▸ Detection examples:
-=-=-=-=-
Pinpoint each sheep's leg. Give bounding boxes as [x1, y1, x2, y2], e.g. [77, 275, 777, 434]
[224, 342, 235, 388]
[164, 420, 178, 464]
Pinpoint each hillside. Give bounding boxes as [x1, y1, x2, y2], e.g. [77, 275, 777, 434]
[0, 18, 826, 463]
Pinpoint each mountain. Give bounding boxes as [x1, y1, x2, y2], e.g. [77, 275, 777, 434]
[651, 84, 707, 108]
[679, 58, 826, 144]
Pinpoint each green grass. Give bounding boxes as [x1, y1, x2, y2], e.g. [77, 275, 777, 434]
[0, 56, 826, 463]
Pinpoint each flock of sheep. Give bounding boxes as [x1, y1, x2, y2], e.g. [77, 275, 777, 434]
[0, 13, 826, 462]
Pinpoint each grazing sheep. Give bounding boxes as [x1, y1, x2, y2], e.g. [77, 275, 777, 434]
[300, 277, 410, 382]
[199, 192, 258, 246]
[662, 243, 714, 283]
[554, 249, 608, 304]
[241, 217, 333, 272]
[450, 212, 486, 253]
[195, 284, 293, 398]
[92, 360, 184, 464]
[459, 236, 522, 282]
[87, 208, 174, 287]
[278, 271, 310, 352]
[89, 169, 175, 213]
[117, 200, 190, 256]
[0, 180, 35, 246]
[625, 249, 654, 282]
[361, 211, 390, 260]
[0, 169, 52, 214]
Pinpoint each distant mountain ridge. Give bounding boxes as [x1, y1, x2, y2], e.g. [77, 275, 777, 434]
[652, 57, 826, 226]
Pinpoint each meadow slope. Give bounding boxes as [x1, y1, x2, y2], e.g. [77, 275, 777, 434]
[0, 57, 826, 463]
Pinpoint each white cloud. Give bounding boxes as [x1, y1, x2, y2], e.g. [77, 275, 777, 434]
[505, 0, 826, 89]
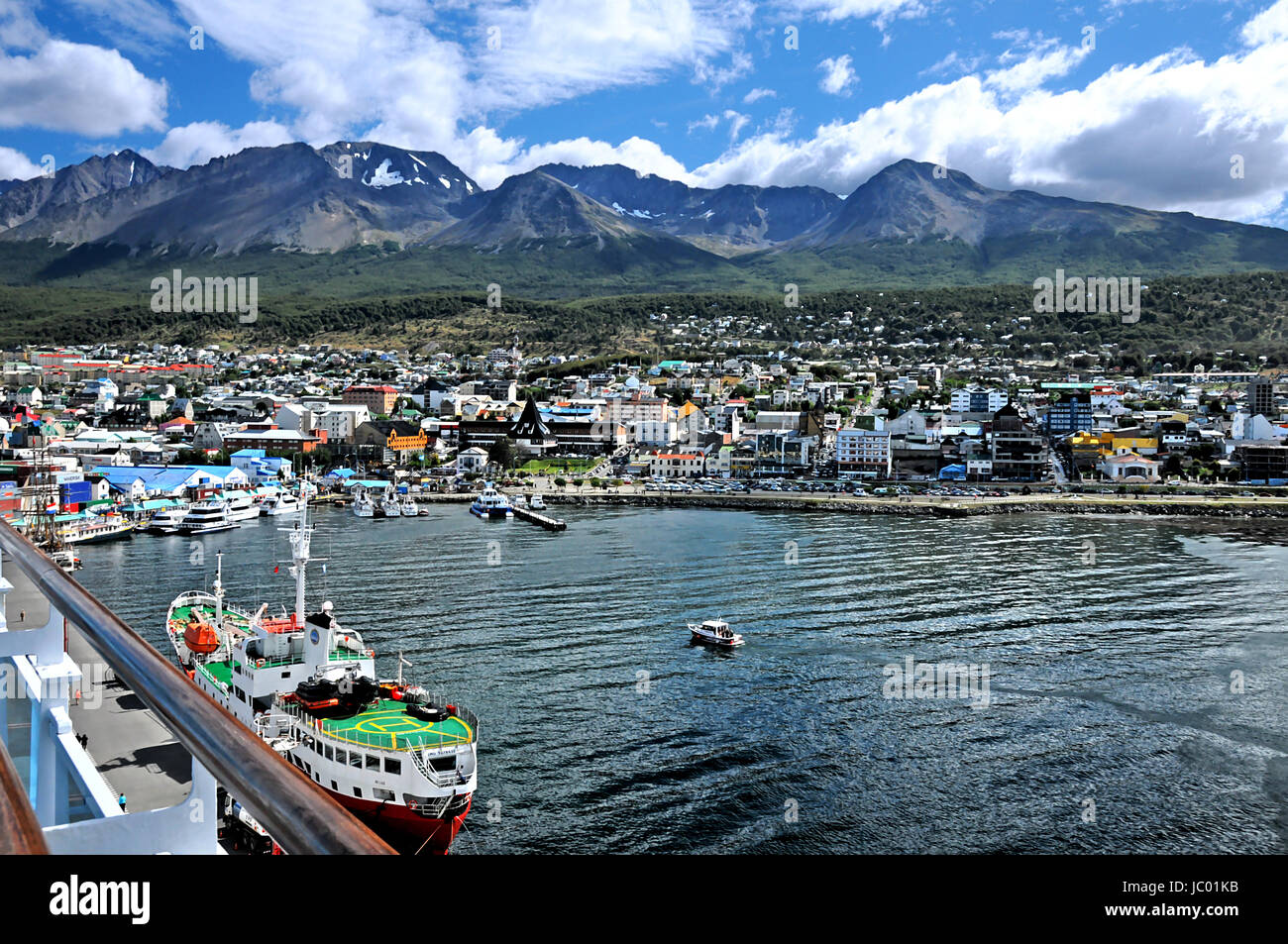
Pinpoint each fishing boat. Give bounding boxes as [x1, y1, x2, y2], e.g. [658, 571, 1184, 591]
[58, 515, 134, 546]
[261, 492, 300, 516]
[139, 505, 189, 535]
[376, 488, 402, 518]
[471, 481, 514, 519]
[690, 619, 744, 649]
[166, 507, 480, 853]
[223, 489, 259, 522]
[179, 498, 241, 535]
[353, 489, 376, 518]
[49, 548, 81, 574]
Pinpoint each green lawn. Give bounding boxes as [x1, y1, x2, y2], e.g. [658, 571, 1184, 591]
[516, 459, 602, 475]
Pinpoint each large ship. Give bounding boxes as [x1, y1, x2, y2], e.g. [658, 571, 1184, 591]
[166, 506, 478, 853]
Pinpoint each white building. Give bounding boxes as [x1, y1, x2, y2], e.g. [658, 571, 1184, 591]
[836, 426, 892, 477]
[948, 383, 1012, 413]
[649, 452, 705, 479]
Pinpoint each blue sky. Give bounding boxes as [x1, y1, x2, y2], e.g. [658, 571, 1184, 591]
[0, 0, 1288, 226]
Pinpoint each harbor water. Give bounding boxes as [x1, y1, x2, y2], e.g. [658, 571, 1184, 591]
[76, 505, 1288, 854]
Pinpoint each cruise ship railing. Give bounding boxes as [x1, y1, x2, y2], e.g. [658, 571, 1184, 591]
[0, 522, 393, 854]
[0, 744, 49, 855]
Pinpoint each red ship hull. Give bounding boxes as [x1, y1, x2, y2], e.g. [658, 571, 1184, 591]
[327, 790, 474, 855]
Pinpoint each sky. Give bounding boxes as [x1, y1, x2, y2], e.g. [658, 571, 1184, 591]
[0, 0, 1288, 227]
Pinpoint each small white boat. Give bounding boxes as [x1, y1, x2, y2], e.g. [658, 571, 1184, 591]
[179, 498, 237, 535]
[49, 549, 81, 574]
[690, 619, 746, 649]
[224, 490, 259, 522]
[142, 505, 188, 535]
[263, 492, 300, 515]
[353, 492, 376, 518]
[377, 489, 402, 518]
[471, 481, 514, 519]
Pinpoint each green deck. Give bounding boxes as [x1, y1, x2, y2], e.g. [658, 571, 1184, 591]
[202, 662, 233, 686]
[321, 699, 474, 750]
[170, 606, 250, 627]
-=-=-=-=-
▸ SET EXERCISE: Write out the listing above line for line, without changing anything, and leave the pictures out.

▸ EXERCISE RESPONSE:
Pinpoint each sheep's leg. Give bounding boxes as [x1, y1, x2, y2], e.g. [77, 275, 777, 434]
[224, 342, 235, 388]
[164, 420, 178, 464]
Pinpoint each hillside. Give bounding boxes as [x1, y1, x2, y2], e.g. [77, 275, 777, 434]
[0, 18, 826, 463]
Pinpoint each mountain. Give bounding boxes as [x1, y1, x2, y2], e.g. [77, 275, 777, 434]
[651, 84, 707, 108]
[679, 58, 826, 144]
Pinpoint each green grass. Give bounding boxes as [x1, y1, x2, y2], e.g. [77, 275, 777, 434]
[0, 56, 826, 463]
Pinpoint each flock of sheep. Give bounding boxes as [x1, y1, x2, y2], e.g. [77, 275, 777, 434]
[0, 13, 826, 462]
Pinpoint each grazing sheep. Give bounding boxes as [x1, y1, x2, y2], e.g. [77, 275, 777, 434]
[300, 277, 410, 382]
[199, 192, 258, 246]
[662, 243, 714, 283]
[554, 249, 608, 304]
[241, 217, 333, 272]
[450, 212, 486, 253]
[195, 284, 293, 398]
[92, 360, 184, 464]
[459, 236, 522, 282]
[87, 208, 174, 287]
[278, 271, 310, 352]
[89, 169, 175, 213]
[117, 200, 190, 256]
[0, 180, 35, 246]
[625, 249, 654, 282]
[361, 211, 390, 260]
[0, 169, 52, 214]
Pinpoint each distant mountain ridge. Give bounding boxes as [x1, y1, x2, y2], e.g. [77, 275, 777, 434]
[652, 57, 826, 226]
Pinpoint each meadow slope. Give bounding boxes as [x1, y1, x2, y2], e.g. [77, 275, 777, 434]
[0, 57, 826, 463]
Pinpoint each white cloud. Give bounding boxes as [x1, y1, x2, y2], e.g. [77, 275, 777, 434]
[505, 0, 826, 89]
Pinpoint each fishing boat. Give bounding boxes as [x1, y1, x2, y2], e.g. [658, 571, 1184, 591]
[58, 515, 134, 546]
[261, 492, 300, 516]
[139, 505, 189, 535]
[376, 488, 402, 518]
[471, 481, 514, 519]
[690, 619, 744, 649]
[166, 507, 480, 853]
[223, 489, 259, 522]
[179, 498, 241, 535]
[353, 489, 376, 518]
[49, 548, 81, 574]
Pinpoint each green lawn. Give bounding boxes as [x1, y1, x2, y2], e.g. [658, 571, 1184, 591]
[516, 459, 602, 475]
Pinpoint each large ship. Give bounding boxes as [x1, y1, x2, y2], e.g. [658, 571, 1184, 591]
[166, 506, 478, 853]
Pinpoint each white building. Give bounding boxes as [x1, y1, x2, y2], e.g. [658, 571, 1184, 591]
[836, 426, 892, 477]
[948, 383, 1012, 413]
[649, 452, 705, 479]
Pinpoint each blue sky. Give bounding boxes as [x1, y1, x2, y2], e.g. [658, 571, 1184, 591]
[0, 0, 1288, 226]
Pinpoint each harbor water. Give bounding boxes as [x1, y1, x2, y2], e.g. [658, 571, 1184, 591]
[76, 505, 1288, 854]
Pinpoint each cruise ship railing. Give bounding boxes as [x1, y1, x2, y2], e.g. [658, 571, 1184, 591]
[0, 522, 393, 854]
[0, 744, 49, 855]
Pinpoint each red ship hull. Give bounding boxes as [x1, y1, x2, y2], e.g. [658, 571, 1184, 591]
[327, 790, 474, 855]
Pinpoint each sky. Give bounding boxes as [x1, y1, x2, y2], e.g. [658, 571, 1184, 591]
[0, 0, 1288, 227]
Pinpoint each small white boat. Give bounding boxes as [x1, y1, x2, y2], e.g. [658, 571, 1184, 591]
[179, 498, 237, 535]
[49, 549, 81, 574]
[690, 619, 746, 649]
[224, 490, 259, 522]
[142, 505, 188, 535]
[263, 492, 300, 515]
[353, 492, 376, 518]
[377, 489, 402, 518]
[471, 481, 514, 519]
Pinpoint each green deck. Give bounding boxes as [x1, y1, x2, y2], e.g. [658, 571, 1184, 591]
[202, 662, 233, 686]
[321, 699, 474, 750]
[170, 606, 250, 627]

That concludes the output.